[Dataset entries]
+++
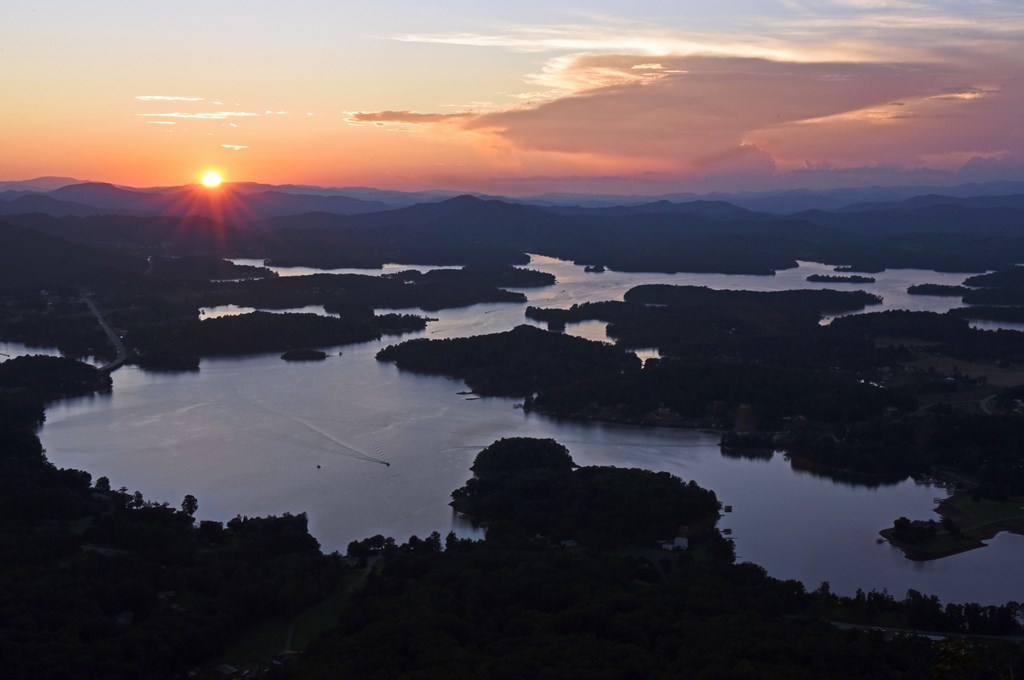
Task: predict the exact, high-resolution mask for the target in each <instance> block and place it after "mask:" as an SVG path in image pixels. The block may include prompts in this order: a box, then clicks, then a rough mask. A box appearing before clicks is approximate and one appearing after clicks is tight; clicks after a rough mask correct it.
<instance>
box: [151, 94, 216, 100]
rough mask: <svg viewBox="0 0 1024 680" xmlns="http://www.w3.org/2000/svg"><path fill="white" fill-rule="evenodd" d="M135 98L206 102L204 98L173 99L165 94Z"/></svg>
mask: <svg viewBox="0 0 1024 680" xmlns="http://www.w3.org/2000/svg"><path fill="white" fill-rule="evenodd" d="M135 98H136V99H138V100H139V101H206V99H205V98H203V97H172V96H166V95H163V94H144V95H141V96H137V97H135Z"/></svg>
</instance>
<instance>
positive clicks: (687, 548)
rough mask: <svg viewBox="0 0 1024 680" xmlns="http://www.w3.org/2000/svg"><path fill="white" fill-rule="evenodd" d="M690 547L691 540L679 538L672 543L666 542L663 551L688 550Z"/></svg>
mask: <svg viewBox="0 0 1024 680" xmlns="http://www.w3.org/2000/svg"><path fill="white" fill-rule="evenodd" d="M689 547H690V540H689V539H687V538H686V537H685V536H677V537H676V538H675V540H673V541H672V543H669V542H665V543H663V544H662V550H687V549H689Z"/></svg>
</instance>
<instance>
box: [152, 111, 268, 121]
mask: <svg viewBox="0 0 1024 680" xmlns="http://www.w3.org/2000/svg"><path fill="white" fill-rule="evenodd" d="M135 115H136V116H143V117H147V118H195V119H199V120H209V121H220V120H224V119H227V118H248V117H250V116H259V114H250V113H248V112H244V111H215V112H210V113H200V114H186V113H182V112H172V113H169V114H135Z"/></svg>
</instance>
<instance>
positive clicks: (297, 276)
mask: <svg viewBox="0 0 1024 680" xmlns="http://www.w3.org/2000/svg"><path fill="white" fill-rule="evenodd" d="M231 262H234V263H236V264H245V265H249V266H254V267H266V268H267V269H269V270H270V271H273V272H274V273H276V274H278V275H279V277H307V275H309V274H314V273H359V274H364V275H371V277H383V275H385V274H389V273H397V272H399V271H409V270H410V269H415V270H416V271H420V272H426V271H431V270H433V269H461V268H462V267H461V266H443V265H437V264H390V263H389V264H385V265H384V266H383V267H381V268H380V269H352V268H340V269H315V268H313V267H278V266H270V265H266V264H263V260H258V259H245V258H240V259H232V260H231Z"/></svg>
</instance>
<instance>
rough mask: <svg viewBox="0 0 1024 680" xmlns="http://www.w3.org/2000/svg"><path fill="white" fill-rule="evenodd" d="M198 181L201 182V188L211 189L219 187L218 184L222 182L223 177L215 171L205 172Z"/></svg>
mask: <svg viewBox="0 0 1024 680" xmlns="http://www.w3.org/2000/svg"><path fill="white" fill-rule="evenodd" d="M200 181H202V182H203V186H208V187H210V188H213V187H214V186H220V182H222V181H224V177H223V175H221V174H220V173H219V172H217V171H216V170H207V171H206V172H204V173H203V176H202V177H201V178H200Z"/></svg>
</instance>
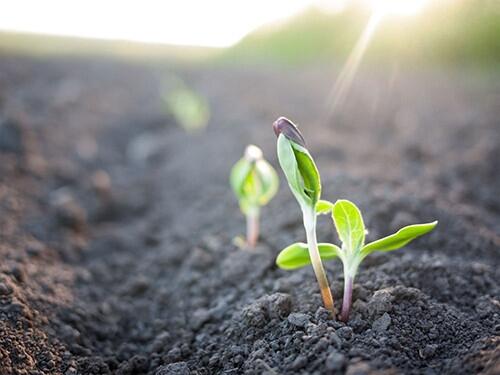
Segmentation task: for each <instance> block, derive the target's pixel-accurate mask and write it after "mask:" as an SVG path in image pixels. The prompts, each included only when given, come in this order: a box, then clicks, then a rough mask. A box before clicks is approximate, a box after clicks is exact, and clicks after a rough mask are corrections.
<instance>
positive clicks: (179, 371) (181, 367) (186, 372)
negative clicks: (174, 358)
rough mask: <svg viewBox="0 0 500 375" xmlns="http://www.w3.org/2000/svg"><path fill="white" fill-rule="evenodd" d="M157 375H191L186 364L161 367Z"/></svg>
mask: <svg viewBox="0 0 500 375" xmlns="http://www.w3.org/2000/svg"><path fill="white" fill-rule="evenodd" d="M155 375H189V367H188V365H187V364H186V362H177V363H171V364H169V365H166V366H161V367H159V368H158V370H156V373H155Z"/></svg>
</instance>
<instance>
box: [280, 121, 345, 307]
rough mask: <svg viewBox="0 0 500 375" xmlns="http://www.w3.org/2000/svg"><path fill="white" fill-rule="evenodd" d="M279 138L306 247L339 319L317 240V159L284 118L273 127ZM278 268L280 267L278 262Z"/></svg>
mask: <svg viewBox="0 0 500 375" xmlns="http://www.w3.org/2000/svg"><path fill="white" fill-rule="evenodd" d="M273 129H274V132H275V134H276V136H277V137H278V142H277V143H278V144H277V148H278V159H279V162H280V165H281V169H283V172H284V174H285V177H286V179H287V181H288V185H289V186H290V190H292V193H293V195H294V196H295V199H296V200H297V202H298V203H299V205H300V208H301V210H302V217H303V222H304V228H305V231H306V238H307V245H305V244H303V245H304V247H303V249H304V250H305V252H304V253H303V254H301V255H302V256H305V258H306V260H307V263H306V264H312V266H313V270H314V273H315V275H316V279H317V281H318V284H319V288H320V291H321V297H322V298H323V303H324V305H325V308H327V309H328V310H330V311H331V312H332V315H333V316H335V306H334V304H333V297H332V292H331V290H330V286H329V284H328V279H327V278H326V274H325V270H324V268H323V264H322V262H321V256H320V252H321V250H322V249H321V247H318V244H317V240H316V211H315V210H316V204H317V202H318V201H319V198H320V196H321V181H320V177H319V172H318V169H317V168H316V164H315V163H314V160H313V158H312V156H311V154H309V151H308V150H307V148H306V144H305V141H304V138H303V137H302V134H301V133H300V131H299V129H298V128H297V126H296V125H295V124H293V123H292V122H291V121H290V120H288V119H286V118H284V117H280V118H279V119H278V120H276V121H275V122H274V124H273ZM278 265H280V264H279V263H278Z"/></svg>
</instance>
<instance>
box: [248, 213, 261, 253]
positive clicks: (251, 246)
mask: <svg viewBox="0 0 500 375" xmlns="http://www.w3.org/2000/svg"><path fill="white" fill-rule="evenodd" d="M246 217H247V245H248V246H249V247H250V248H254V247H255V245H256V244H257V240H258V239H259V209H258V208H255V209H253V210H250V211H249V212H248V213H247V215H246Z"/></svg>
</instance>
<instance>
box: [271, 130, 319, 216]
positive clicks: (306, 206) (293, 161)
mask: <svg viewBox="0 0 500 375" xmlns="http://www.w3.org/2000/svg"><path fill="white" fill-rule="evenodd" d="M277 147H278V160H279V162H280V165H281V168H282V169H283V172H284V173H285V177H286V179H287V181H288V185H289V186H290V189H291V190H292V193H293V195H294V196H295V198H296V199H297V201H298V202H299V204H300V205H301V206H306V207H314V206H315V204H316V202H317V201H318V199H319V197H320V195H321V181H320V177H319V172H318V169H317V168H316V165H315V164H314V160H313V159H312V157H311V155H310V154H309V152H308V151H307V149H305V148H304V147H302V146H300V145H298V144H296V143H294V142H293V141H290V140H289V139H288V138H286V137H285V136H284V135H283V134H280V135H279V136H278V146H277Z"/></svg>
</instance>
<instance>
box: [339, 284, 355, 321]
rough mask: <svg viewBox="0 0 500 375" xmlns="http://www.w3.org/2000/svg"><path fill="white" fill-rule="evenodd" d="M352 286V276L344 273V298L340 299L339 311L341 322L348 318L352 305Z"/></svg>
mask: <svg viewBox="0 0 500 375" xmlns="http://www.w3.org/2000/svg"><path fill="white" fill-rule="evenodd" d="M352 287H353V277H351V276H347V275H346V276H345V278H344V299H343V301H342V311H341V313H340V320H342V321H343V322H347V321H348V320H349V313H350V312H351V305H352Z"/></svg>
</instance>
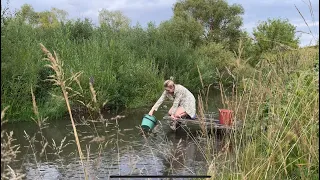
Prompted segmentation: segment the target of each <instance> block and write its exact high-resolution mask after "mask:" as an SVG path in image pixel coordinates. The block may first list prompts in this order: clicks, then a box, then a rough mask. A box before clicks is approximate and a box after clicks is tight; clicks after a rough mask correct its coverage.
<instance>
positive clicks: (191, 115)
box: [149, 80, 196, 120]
+++
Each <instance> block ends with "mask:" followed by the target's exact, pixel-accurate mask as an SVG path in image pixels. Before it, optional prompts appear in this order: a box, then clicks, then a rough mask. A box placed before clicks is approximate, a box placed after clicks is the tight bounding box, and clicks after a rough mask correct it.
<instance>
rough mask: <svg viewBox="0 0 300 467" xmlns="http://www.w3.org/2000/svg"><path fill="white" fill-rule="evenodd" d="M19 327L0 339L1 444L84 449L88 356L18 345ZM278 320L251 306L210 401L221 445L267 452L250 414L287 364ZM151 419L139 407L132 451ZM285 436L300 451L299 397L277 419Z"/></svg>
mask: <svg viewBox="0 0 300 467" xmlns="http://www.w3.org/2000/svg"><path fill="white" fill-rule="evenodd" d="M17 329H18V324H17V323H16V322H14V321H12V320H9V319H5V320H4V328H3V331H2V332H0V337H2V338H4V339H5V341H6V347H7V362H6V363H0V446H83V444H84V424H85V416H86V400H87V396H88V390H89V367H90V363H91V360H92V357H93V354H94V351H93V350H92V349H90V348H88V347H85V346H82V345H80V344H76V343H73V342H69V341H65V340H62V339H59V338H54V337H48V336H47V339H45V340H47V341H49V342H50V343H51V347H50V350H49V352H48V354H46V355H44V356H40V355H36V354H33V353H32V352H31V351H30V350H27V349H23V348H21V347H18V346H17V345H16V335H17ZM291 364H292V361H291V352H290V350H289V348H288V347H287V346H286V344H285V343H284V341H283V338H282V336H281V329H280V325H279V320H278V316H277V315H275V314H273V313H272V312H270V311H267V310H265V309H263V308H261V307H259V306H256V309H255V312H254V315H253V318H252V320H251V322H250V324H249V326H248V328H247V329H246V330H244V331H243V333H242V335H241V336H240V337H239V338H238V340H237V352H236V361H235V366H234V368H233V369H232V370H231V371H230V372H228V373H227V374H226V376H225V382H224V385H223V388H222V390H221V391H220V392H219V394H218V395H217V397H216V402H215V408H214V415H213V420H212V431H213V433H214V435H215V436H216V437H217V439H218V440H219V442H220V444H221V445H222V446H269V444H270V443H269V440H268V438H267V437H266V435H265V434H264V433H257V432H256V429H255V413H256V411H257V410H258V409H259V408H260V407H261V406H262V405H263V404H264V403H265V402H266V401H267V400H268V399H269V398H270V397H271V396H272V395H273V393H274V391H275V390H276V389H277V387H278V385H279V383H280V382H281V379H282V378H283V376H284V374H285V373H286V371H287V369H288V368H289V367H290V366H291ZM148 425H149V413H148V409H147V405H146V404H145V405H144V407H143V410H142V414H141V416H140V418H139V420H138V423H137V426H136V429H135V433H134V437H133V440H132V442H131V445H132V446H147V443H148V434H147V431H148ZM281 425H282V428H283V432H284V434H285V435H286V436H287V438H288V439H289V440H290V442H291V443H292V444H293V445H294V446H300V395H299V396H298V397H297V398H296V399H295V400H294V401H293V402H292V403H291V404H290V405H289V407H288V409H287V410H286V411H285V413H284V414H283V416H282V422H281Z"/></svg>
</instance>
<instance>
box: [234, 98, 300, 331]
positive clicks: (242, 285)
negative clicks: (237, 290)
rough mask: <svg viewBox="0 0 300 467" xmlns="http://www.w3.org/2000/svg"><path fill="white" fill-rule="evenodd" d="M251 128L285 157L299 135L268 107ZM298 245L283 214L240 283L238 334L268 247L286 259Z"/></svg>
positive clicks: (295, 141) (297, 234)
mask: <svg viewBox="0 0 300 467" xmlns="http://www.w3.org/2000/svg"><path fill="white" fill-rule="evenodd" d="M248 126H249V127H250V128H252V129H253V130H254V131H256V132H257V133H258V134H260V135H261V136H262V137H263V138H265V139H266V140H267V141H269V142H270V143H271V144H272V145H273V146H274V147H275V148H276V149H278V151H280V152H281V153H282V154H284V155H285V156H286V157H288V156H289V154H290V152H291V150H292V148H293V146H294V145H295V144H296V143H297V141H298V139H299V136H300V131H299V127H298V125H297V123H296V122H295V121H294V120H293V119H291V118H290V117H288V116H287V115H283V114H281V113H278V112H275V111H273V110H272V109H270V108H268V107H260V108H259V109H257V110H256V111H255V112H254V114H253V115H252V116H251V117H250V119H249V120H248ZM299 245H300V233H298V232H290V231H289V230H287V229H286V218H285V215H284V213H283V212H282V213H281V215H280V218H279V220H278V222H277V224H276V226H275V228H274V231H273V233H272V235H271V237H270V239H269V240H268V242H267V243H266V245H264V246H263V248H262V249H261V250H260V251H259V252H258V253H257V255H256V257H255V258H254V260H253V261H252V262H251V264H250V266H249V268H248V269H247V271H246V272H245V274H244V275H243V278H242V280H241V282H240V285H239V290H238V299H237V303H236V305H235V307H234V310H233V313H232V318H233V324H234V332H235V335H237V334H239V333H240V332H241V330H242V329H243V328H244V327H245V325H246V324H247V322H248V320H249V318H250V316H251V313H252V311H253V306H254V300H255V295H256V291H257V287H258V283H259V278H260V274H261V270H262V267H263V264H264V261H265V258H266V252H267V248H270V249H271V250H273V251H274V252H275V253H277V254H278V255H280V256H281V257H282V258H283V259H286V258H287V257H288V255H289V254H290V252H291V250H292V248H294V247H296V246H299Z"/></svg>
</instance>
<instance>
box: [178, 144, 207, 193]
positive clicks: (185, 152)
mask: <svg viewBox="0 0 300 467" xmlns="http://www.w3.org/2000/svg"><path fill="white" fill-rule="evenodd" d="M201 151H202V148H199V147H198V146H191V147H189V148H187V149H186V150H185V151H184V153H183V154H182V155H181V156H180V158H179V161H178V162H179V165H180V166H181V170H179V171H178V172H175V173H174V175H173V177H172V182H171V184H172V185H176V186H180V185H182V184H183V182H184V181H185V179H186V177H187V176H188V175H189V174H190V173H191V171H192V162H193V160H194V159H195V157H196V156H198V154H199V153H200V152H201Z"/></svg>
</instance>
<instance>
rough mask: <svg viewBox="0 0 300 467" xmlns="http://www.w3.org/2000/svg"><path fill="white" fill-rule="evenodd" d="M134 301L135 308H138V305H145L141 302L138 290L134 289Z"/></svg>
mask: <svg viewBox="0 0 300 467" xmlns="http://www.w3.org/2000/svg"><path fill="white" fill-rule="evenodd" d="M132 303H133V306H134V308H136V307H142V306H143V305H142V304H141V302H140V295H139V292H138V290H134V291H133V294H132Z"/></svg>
+++
■ Problem details ■
Reproduce the lines above verbatim, from the line with "Task: predict the" up to and including the line with "box: [151, 94, 216, 100]".

■ Response for this exercise ■
Task: predict the exact, high-resolution mask for the target in each <instance> block and place it after "mask:" as an SVG path in image pixels. The block may include prompts in this order: a box, then clicks, then a rough mask. A box appearing before clicks is approximate and one appearing after clicks is tight; clicks after a rough mask correct it.
<instance>
box: [151, 94, 216, 100]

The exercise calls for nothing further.